● **What the task requires**
Write out every line of the records below as a numbered list, leaving out any blank lines.

● **Dataset records**
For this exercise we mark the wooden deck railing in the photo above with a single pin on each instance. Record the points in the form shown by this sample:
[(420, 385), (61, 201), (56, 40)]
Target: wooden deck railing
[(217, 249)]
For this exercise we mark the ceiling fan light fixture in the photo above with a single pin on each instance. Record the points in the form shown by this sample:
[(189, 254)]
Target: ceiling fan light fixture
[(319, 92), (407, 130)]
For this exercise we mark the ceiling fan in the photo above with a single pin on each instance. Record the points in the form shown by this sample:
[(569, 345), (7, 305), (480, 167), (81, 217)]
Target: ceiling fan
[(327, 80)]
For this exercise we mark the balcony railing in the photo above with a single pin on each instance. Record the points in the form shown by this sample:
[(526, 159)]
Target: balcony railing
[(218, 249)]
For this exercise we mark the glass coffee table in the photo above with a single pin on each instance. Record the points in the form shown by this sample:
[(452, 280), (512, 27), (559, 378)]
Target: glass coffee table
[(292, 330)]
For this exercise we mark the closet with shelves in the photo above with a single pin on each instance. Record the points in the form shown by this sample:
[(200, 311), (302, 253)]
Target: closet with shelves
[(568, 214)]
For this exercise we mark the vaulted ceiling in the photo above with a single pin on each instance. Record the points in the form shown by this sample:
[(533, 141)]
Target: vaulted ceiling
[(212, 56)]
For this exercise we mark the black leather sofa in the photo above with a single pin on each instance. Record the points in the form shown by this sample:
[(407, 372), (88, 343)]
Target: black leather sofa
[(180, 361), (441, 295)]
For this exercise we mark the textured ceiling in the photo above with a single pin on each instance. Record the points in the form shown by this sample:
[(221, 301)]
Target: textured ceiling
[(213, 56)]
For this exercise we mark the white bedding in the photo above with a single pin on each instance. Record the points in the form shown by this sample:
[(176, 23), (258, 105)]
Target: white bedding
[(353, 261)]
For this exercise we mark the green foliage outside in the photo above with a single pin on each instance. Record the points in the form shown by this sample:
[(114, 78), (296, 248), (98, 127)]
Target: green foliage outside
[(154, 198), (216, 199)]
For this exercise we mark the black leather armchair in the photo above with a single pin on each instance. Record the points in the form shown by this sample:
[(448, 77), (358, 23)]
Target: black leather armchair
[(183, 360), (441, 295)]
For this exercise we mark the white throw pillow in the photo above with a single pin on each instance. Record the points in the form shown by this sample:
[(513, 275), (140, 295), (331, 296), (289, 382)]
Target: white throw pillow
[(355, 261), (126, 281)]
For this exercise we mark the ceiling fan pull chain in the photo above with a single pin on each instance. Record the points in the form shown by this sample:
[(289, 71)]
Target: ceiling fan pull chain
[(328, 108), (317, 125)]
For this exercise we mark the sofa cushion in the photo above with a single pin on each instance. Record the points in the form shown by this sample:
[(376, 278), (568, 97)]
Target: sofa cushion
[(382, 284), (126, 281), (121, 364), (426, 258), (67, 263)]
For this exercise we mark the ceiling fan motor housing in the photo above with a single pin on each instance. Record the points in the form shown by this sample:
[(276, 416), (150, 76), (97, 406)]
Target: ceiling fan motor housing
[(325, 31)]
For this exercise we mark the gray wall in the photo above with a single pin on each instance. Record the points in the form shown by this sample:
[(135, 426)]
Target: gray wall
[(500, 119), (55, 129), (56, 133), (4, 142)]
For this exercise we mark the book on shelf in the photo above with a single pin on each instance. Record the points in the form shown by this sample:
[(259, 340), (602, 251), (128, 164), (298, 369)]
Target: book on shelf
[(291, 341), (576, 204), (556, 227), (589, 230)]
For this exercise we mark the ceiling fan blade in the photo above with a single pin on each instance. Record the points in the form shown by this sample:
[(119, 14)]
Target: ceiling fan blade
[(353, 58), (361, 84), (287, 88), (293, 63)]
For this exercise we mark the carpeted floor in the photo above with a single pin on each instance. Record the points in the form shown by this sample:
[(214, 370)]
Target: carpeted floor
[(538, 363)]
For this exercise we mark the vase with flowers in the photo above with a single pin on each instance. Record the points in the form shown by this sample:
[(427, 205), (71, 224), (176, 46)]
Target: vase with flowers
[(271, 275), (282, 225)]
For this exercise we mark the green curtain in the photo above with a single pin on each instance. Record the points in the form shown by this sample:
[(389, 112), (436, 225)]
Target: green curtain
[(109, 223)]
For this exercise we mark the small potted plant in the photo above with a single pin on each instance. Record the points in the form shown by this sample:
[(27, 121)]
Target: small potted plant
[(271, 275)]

● **Exercise answer**
1. For this exercise we mark the wooden deck railing in the photo above with a single pin on each instance. Record the points in the form shown by this sample:
2. [(420, 385), (61, 201), (56, 40)]
3. Target: wooden deck railing
4. [(217, 249)]
5. For this exercise we mark the ceiling fan light fixture in the photo above with a single pin on each instance. Record the points in the form shown by this sample:
6. [(189, 254)]
7. Target: ceiling fan light fixture
8. [(319, 92), (407, 130)]
9. For this exercise we mark the ceiling fan in the photo above with a single pin on each instance. Record the points in the form shown by this sample:
10. [(569, 345), (7, 305), (480, 167), (81, 217)]
11. Target: ceiling fan
12. [(327, 80)]
13. For this exercise we mark the balcony railing in the photo above with a single pin on each instance. Record the points in the form shown by this sample:
14. [(526, 159)]
15. Target: balcony railing
16. [(218, 249)]
17. For this exercise we mark the glass coffee table in the photo above with a single pin on each instance. Record the points in the form shown by this sample:
18. [(452, 280), (512, 27), (559, 378)]
19. Target: glass coffee table
20. [(292, 330)]
21. For this exercise we mark the closet with shelves in the photo above with a single pin on each instance. Record the points in the form shown by this sample:
22. [(200, 311), (302, 253)]
23. Target: closet with shelves
24. [(568, 214)]
25. For this exercise we mark the vaulted ceiling in the photo above with a single pin on each instance. Record the points in the form shown by this sample:
26. [(533, 141)]
27. Target: vaulted ceiling
28. [(212, 56)]
29. For this exercise we mark the black leather sofa in the photo above with a single pin on each instance. Record the points in the form shown by this sample:
30. [(407, 372), (88, 343)]
31. Target: black leather sofa
32. [(180, 361), (441, 295)]
33. For this exercise we mark the textured ceiling in the photo above with a single pin on each instance. Record the points in the form shown by this sample:
34. [(221, 301)]
35. Target: textured ceiling
36. [(213, 56)]
37. For this exercise we mark the white bedding in the photo above with a single pin on each instance. Record the points in the form shown by this sample:
38. [(176, 23), (258, 105)]
39. Target: white bedding
40. [(353, 261)]
41. For this exercise we mark the green foliage outside in the photo above with a single pin on each instance. Record the points in the form shown by this sample:
42. [(114, 78), (296, 248), (98, 127)]
43. Target: green foliage outside
44. [(154, 198), (216, 199)]
45. For this exercise we mark the black leather armchair in the photo above with a single pin on each instance. Record the points in the form shown by this sample:
46. [(448, 77), (358, 23)]
47. Target: black leather armchair
48. [(183, 360), (441, 295)]
49. For this exercise we mark the white throw pillow in the photo above with a single pin on each instance. Record the points in the form shown by this sample:
50. [(513, 275), (140, 295), (331, 296), (289, 382)]
51. Target: white throw pillow
52. [(355, 261), (126, 281)]
53. For this exercise we mark the ceiling fan pull chain in the photo above with a single pin on each instance. Record the points in the form shown by this sample:
54. [(289, 71)]
55. Target: ceiling fan pull chain
56. [(328, 108), (317, 125)]
57. For this exercise we mark the sofa cushion in the photo above with a single pin on each instance. Record the points in the form shown by this sample:
58. [(376, 278), (568, 97)]
59. Target: sofa cushion
60. [(382, 284), (126, 281), (121, 364), (426, 258), (67, 263)]
61. For this exercise we mark the ceiling fan motor housing in the photo above with a single pin on each instance. Record the points in the form shown by this sample:
62. [(276, 416), (150, 76), (97, 406)]
63. Target: ceiling fan motor housing
64. [(325, 31)]
65. For this exercise we mark the gray wall in the photo above with a single pin on each instance. Record the points in the form shown by this sample:
66. [(135, 426)]
67. Target: gray wall
68. [(500, 119), (55, 129), (56, 133), (4, 142)]
69. For this exercise we mark the book on shelf in the photo above with a single pin on each instance. Record the points in the form shown by this sample:
70. [(259, 340), (602, 251), (128, 164), (298, 369)]
71. Target: book on shelf
72. [(291, 341), (576, 204), (556, 227), (589, 230)]
73. For this exercise we mark the ceiling fan blade in the photo above with a single pin on each instance. Record the points in the form shown by this sample:
74. [(119, 14)]
75. Target: ceiling fan blade
76. [(353, 58), (361, 84), (287, 88), (293, 63)]
77. For this exercise we mark the carpeted floor in the photo above with a single pin on each instance. Record the points in the form shown by this sample:
78. [(214, 370)]
79. Target: carpeted floor
80. [(538, 363)]
81. For this exercise we mark the vase with flowers in the photo above with a single pin on each instance. Record the points in the form shown by this sample:
82. [(427, 205), (71, 224), (176, 46)]
83. Target: vase with flowers
84. [(271, 275), (282, 225)]
85. For this exercise we mark the green curtain in the photo above with a single pin on each instance. Record the points in the form shown by this sample:
86. [(389, 112), (436, 225)]
87. Target: green curtain
88. [(109, 223)]
89. For this exercise we mark the small potted plant in the photo above with a single pin on each instance. Record the points in the form shown by this sample:
90. [(27, 121)]
91. Target: small potted plant
92. [(271, 275)]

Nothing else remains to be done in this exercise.